Detection examples:
________________________________________

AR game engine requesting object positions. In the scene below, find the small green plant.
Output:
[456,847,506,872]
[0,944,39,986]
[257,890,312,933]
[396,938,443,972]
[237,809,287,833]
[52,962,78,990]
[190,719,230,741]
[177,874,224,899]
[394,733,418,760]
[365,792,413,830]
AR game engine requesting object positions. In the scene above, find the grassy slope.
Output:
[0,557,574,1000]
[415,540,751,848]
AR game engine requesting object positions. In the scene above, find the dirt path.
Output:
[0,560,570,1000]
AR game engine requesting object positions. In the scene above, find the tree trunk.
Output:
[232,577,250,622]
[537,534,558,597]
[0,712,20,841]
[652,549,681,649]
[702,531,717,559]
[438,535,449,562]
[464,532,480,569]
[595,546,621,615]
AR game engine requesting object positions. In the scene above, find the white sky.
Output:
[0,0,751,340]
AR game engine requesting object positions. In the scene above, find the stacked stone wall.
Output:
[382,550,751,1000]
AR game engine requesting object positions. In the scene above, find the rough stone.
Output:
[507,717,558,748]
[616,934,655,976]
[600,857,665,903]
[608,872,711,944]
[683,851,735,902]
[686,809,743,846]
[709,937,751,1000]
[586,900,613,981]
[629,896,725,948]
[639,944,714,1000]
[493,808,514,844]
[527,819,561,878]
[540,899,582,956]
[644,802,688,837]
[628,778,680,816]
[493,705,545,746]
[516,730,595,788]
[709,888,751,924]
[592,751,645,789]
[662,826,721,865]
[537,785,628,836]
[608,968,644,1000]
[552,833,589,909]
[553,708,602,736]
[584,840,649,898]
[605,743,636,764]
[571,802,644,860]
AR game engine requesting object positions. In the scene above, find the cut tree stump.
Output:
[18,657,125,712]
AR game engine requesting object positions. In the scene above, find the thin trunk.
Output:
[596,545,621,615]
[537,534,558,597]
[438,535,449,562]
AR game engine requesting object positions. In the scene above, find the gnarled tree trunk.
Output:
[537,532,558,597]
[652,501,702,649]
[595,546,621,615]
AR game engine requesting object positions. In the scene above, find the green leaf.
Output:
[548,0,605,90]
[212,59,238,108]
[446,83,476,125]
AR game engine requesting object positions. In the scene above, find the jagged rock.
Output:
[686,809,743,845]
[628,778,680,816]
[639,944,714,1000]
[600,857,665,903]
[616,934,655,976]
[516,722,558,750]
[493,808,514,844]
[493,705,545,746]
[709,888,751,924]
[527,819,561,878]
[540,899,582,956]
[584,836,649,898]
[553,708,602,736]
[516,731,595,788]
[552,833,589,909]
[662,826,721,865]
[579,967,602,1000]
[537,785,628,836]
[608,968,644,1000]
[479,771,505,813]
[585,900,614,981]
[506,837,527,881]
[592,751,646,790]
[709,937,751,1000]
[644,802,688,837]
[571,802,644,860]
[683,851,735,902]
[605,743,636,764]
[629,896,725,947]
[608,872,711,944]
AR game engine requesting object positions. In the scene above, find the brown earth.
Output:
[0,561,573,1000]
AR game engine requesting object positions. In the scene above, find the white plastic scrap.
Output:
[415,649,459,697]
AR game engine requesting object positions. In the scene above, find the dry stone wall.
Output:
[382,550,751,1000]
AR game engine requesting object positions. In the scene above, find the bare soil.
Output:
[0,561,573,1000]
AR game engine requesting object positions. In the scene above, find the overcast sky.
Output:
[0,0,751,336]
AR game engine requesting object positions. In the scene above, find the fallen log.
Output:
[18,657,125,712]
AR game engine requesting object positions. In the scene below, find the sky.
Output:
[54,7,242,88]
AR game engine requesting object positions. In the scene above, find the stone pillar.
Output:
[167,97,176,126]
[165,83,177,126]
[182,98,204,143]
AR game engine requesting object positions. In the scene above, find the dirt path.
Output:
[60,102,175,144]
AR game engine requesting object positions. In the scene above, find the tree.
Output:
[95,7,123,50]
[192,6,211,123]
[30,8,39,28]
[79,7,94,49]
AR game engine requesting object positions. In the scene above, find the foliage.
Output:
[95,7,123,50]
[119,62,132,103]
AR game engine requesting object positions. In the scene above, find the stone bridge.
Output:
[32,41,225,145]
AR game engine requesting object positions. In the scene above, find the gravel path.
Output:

________________________________________

PROBLEM DETAILS: Rewrite all of the records above, substituting "object coordinates" for every occurrence of "object positions" and leaving everything else unchanged.

EXERCISE RESPONSE:
AR game engine requesting object coordinates. In the scene below, find the small green plant.
Output:
[456,847,506,872]
[0,944,39,986]
[257,890,312,933]
[396,938,443,972]
[237,809,287,833]
[52,962,78,990]
[190,719,230,741]
[177,874,224,899]
[394,733,418,760]
[365,792,413,830]
AR game engine requesting object coordinates. In the scene above, find the grassy slope.
Output:
[0,557,574,1000]
[415,540,751,848]
AR game engine requesting object coordinates. In the scene above, find the dirt path.
Output:
[0,560,570,1000]
AR game engine requesting object coordinates. In the scene above, find the tree trunk.
Output:
[232,577,250,622]
[537,534,558,597]
[0,712,20,841]
[652,549,681,649]
[702,531,717,559]
[438,535,449,562]
[464,532,480,569]
[595,546,621,615]
AR game engine requesting object coordinates. In the scene above, find the white sky.
Output:
[0,0,751,340]
AR game engine requesting object coordinates. In the scene above, find the stacked stone wall.
Output:
[382,550,751,1000]
AR game engine requesting object coordinates. In the scene above, find the rough stone.
Output:
[507,717,558,748]
[616,934,655,976]
[600,857,665,903]
[608,872,711,944]
[683,851,735,902]
[686,809,743,846]
[709,937,751,1000]
[586,900,613,981]
[629,896,725,948]
[639,944,714,1000]
[493,808,514,844]
[527,819,561,878]
[540,899,582,956]
[644,802,688,837]
[628,778,680,816]
[493,705,545,746]
[516,730,595,788]
[709,888,751,924]
[592,751,645,789]
[662,826,721,865]
[537,785,628,836]
[608,968,644,1000]
[552,833,589,909]
[553,708,602,736]
[584,840,649,898]
[605,743,636,764]
[571,802,644,860]
AR game engine requesting object coordinates. In the scene above, find the cut tree stump.
Output:
[18,657,125,712]
AR game engine requesting object coordinates. In the scene above, find the thin trunk.
Output:
[596,545,621,615]
[537,534,558,597]
[438,535,449,562]
AR game engine requesting object coordinates. In the scene above, find the gnarled tree trunk.
Output:
[537,532,558,597]
[652,501,702,649]
[595,546,621,615]
AR game engine requesting object coordinates. In the scene above, find the green leaf.
Output:
[548,0,605,90]
[212,59,238,108]
[446,83,476,125]
AR game engine requesting object coordinates. In the scene above, find the jagged rock.
Output:
[686,809,743,845]
[628,778,680,816]
[639,944,714,1000]
[600,857,665,903]
[616,934,655,976]
[516,722,558,750]
[493,808,514,844]
[493,705,545,746]
[709,888,751,924]
[527,819,561,878]
[540,899,582,956]
[584,836,649,898]
[553,708,602,736]
[516,731,595,788]
[552,833,589,909]
[662,826,721,865]
[579,967,602,1000]
[537,785,628,836]
[608,968,644,1000]
[479,771,505,813]
[585,900,614,981]
[506,837,527,881]
[592,751,646,790]
[709,937,751,1000]
[644,802,688,837]
[571,802,644,860]
[683,851,735,902]
[605,743,636,764]
[629,896,725,947]
[608,872,711,944]
AR game engine requesting object coordinates. In the scene above, find the brown earth.
Output:
[0,561,573,1000]
AR game engine requesting object coordinates. In the scene above, find the white plastic scrap.
Output:
[415,649,459,697]
AR game engine requesting object coordinates. In the scene above, find the dry stone wall.
Output:
[382,550,751,1000]
AR game engine requesting object coordinates. In the scene above, find the bare soil.
Output:
[0,561,573,1000]
AR game engine requesting object coordinates. In the scene above, find the overcast sky.
Output:
[0,0,751,336]
AR game engine requesting object coordinates. In the scene above, find the fallen log.
Output:
[18,657,125,712]
AR game engine requesting object coordinates. In the scene below, find the sky.
Output:
[54,7,242,88]
AR game engine requesting object coordinates. In the scene above, find the stone pillar.
Output:
[167,97,176,126]
[165,83,177,126]
[182,98,204,143]
AR game engine requesting object coordinates. In the scene above, find the dirt path.
Output:
[60,102,175,144]
AR game engine requesting object coordinates. In the scene above, find the tree.
Output:
[95,7,123,50]
[192,6,211,123]
[30,8,39,28]
[79,7,94,49]
AR game engine requesting object coordinates. In the scene above, find the foliage.
Output:
[95,7,123,50]
[119,62,132,103]
AR game engine requesting object coordinates. In the scene above, find the stone bridge.
Output:
[32,41,225,145]
AR game engine requesting object coordinates. In the scene above, find the gravel path.
Output:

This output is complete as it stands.